**OBJETIVO DA TAREFA**
Liste todas as características atribuídas aos sábios no artigo sobre o silêncio e o som, na frase que começa com "Os sábios são retratados".
··· TEXTO FORNECIDO
Artigo

O silêncio e o som

Às vezes é necessário estar só, mesmo arrodeado de pessoas por todos os lados, embora existam seres humanos que não conseguem ficar sozinhos nem em uma caverna inóspita: carregam sempre para perto de si os seus fantasmas, os seus traumas e as suas lembranças que não conseguem afastar.

É necessário o silêncio, num mundo transformado em polifônico, difuso e estridente, representado metaforicamente por uma carroça vazia, puxada por um animal de tração, e que chia em demasiado. Já quando está carregada de coisas, cheia de conteúdos, passa silenciosamente pelo caminho.

Os sábios são retratados, na maioria dos casos, como sendo pessoas recolhidas, experientes, observadoras e, sobretudo, silenciosas. Nunca falam alto, têm gestos bruscos ou julgam algo sem saber. Não têm vícios, vivem para o estudo e para a meditação. Foi assim, vivendo uma momentânea paz espiritual, que descobri o valor do som e do silêncio. O som é o elo entre os homens, a comunicação na sua perfeita labuta, o interagir e o interligar de mundos próximos e distantes.

O silêncio, por sua vez, é a ligação do ser com ele mesmo. É a entrega interior urgente à elevação da alma, o desabrochar de uma dialética eterna: os vários mundos invisíveis da mente e do coração.

Falar é estritamente preciso, nos momentos oportunos; calar é estritamente adequado, sofisticado. Por isso, sofre menos quem cala mais; vive mais serenamente quem comunga mais com si mesmo, enfim, é mais feliz quem está em paz interna. Certamente, é querido e amado mais quem silencia pontualmente nas horas próprias e impróprias.
······
··· LINHAS DE DADOS
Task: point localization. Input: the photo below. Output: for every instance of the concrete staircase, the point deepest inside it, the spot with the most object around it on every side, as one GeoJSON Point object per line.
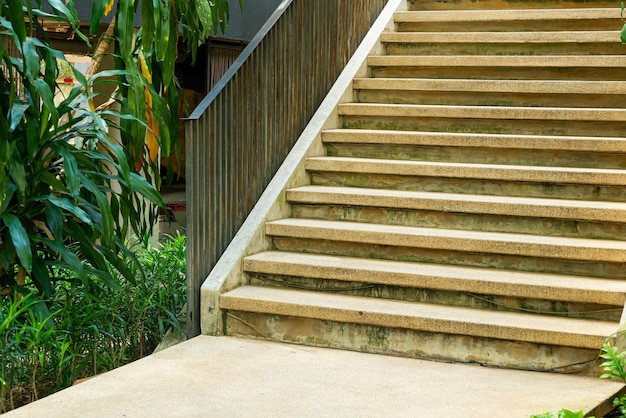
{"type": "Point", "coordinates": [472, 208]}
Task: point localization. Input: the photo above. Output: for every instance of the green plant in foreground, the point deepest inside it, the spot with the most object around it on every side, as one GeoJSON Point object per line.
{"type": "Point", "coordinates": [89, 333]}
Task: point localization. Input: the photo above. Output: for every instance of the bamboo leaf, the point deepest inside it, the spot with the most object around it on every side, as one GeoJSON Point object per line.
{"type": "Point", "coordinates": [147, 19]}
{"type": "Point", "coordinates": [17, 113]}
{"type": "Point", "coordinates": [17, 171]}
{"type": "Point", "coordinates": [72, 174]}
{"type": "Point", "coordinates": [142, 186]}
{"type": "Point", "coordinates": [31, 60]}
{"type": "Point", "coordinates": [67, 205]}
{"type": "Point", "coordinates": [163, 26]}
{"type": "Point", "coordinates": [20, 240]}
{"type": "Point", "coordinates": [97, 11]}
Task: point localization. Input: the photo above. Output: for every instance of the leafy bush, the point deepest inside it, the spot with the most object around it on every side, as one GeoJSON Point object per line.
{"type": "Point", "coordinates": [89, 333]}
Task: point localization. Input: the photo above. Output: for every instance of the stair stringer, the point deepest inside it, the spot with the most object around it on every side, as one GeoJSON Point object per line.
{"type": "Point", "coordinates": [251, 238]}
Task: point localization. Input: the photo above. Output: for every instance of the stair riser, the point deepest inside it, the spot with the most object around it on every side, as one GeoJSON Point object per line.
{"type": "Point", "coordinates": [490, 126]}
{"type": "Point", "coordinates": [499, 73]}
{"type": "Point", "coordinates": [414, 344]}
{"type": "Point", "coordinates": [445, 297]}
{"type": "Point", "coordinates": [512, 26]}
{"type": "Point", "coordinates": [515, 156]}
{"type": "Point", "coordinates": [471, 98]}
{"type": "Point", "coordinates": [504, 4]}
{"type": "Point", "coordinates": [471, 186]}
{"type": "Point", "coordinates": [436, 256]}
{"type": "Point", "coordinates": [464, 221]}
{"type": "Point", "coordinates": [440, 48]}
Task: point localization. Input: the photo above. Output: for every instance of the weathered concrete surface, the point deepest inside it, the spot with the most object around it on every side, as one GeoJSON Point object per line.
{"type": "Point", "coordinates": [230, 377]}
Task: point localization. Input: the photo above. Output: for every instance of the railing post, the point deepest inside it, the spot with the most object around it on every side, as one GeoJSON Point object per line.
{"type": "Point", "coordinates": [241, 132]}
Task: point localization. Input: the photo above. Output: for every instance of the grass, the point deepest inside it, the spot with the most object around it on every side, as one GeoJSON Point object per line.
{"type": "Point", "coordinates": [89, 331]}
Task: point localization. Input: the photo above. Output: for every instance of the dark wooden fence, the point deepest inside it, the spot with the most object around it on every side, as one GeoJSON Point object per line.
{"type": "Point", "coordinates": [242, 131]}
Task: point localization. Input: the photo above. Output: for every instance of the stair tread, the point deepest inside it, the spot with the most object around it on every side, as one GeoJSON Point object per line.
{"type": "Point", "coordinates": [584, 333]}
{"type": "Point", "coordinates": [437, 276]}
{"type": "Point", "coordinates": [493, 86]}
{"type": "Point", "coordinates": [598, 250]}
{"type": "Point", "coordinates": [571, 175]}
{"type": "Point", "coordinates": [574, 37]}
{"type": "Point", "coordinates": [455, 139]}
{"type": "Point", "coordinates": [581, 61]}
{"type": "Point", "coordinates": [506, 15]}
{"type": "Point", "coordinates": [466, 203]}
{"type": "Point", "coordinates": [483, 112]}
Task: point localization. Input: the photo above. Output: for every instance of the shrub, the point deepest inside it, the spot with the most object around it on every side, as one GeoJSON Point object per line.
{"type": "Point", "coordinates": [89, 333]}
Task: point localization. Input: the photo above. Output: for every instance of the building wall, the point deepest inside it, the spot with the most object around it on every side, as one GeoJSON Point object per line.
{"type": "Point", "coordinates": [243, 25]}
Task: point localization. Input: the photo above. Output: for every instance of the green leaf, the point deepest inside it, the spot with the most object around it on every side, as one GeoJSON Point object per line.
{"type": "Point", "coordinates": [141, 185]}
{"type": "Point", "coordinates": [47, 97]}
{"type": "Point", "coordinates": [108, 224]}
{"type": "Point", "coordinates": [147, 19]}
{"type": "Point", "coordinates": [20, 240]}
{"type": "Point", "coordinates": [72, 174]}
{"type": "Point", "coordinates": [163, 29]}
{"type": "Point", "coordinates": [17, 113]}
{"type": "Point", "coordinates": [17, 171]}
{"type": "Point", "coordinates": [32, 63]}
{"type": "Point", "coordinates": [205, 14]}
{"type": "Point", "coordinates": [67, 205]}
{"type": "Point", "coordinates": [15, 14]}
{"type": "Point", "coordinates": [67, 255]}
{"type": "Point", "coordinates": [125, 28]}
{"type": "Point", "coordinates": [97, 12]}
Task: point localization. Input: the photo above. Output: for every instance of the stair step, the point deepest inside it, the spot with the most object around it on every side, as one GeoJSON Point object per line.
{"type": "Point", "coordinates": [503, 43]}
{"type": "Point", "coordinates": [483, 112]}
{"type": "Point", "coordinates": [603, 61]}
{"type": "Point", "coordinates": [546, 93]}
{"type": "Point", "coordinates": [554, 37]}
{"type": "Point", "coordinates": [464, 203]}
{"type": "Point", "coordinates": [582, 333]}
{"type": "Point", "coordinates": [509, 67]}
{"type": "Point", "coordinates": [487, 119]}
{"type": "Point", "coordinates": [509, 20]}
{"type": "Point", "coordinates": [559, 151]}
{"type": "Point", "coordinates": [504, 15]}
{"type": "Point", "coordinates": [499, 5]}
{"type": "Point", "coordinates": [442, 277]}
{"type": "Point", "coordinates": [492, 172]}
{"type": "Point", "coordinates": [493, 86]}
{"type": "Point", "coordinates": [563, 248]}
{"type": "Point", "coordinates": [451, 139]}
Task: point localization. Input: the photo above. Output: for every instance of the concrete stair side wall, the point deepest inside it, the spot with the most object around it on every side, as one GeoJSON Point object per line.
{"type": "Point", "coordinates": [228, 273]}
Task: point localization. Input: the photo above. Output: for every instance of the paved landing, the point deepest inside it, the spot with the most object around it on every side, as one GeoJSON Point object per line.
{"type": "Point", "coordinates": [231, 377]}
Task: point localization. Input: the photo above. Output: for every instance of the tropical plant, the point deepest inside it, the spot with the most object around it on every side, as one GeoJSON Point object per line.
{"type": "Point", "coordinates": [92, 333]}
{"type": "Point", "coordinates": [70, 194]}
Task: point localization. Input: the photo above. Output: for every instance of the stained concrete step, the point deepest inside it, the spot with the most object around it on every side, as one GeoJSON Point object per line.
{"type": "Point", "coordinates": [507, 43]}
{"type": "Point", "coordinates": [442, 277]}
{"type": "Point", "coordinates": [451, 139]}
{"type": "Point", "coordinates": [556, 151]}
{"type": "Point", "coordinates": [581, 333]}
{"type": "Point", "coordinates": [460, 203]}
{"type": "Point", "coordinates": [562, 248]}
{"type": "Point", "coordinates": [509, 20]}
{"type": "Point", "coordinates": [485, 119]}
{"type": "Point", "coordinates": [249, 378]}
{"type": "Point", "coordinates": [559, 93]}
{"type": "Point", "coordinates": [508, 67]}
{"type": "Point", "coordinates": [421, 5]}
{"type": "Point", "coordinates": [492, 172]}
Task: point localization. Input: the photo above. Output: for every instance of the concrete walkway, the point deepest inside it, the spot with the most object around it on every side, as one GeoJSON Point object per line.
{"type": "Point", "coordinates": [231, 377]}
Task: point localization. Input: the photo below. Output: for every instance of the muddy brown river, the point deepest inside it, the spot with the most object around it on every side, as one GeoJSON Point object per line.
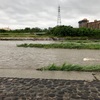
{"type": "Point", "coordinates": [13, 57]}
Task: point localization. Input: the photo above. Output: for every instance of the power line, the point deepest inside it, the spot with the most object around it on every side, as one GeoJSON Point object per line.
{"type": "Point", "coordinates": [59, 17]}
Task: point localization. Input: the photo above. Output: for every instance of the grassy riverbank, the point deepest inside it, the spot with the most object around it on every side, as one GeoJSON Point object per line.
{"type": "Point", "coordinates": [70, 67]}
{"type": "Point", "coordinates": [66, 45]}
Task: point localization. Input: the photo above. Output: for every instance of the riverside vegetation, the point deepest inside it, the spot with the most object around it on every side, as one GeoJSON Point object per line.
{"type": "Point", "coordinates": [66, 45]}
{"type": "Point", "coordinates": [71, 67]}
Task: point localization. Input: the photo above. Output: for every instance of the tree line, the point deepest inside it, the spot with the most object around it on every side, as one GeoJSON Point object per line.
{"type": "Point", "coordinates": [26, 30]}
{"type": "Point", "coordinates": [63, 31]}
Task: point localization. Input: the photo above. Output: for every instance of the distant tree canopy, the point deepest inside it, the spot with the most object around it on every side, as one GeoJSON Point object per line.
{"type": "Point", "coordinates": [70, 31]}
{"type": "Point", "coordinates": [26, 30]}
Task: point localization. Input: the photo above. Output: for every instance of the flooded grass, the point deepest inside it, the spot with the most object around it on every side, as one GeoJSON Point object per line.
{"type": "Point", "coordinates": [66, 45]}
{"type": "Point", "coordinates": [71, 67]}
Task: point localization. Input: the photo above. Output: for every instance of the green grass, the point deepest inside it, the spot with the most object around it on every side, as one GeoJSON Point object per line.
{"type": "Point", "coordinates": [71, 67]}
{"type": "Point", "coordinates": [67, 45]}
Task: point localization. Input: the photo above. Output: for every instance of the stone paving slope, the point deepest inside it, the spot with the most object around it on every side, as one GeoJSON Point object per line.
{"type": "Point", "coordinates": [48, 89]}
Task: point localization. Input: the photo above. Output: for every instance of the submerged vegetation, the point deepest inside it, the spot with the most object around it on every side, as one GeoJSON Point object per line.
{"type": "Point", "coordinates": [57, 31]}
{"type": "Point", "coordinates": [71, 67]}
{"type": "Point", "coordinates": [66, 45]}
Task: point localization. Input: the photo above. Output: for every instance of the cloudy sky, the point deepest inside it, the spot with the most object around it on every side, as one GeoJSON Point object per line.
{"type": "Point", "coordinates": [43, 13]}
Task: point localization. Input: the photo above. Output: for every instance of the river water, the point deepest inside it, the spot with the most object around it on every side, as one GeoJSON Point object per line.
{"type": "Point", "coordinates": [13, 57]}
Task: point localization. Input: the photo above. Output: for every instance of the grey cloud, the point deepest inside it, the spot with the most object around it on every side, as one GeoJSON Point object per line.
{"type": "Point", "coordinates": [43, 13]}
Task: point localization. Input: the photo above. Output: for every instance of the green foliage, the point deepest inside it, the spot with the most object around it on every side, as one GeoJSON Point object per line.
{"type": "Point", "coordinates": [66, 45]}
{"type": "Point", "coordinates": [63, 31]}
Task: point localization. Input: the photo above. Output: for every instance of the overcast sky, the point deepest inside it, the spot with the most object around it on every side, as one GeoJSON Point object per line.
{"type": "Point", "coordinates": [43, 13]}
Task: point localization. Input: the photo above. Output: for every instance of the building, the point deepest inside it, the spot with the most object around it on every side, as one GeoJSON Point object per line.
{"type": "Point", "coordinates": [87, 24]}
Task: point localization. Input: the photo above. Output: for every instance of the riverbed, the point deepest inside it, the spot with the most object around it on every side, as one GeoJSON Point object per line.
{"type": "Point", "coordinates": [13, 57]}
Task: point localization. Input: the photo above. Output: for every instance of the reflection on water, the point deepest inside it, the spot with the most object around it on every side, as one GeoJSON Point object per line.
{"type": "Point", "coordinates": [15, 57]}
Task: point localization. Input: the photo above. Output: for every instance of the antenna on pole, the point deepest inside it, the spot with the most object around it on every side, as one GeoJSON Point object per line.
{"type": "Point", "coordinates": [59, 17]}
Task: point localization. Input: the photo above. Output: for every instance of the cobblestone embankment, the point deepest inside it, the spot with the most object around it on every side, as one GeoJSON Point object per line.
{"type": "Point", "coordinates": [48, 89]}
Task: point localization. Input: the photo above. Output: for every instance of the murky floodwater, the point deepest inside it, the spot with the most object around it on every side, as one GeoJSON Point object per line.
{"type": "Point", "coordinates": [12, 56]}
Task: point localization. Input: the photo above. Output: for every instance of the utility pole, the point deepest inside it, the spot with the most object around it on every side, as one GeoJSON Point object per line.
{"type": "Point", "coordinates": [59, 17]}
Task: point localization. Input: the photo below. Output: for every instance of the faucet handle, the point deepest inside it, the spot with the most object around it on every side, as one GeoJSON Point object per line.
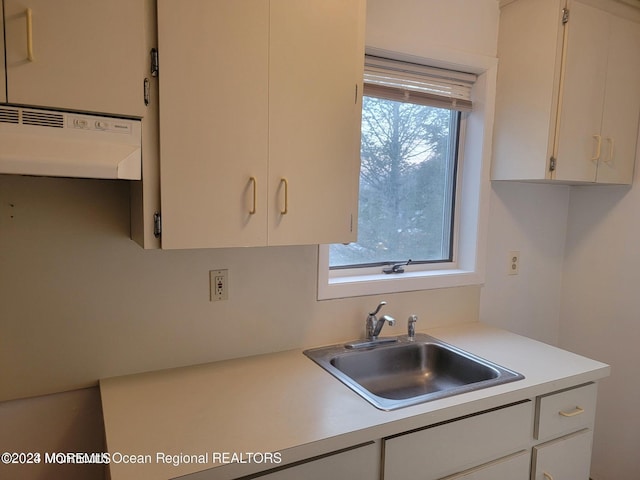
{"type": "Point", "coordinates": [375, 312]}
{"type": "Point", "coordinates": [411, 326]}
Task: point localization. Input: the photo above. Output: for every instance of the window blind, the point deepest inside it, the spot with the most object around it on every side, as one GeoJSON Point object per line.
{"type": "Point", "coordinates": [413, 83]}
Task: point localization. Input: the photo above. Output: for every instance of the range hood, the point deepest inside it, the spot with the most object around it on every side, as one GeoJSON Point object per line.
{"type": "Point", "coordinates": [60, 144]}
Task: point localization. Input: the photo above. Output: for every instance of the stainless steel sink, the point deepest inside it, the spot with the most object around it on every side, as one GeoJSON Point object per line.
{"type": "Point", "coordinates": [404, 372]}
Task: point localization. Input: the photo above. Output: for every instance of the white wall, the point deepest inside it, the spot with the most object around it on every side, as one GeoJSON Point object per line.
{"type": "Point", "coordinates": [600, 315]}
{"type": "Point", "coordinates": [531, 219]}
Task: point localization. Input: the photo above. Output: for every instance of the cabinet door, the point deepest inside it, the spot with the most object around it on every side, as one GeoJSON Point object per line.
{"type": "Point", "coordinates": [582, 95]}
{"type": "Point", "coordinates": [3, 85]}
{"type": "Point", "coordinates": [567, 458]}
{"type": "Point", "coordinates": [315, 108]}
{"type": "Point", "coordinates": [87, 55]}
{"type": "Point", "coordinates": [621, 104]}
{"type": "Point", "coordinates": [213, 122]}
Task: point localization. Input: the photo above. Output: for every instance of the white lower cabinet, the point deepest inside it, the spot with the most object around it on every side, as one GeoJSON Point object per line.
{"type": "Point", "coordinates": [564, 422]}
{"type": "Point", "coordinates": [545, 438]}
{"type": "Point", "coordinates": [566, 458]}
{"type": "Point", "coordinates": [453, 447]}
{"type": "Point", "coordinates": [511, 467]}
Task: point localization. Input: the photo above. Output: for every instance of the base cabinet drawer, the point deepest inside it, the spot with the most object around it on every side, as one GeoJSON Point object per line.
······
**RESPOSTA**
- recolhidas
- experientes
- observadoras
- silenciosas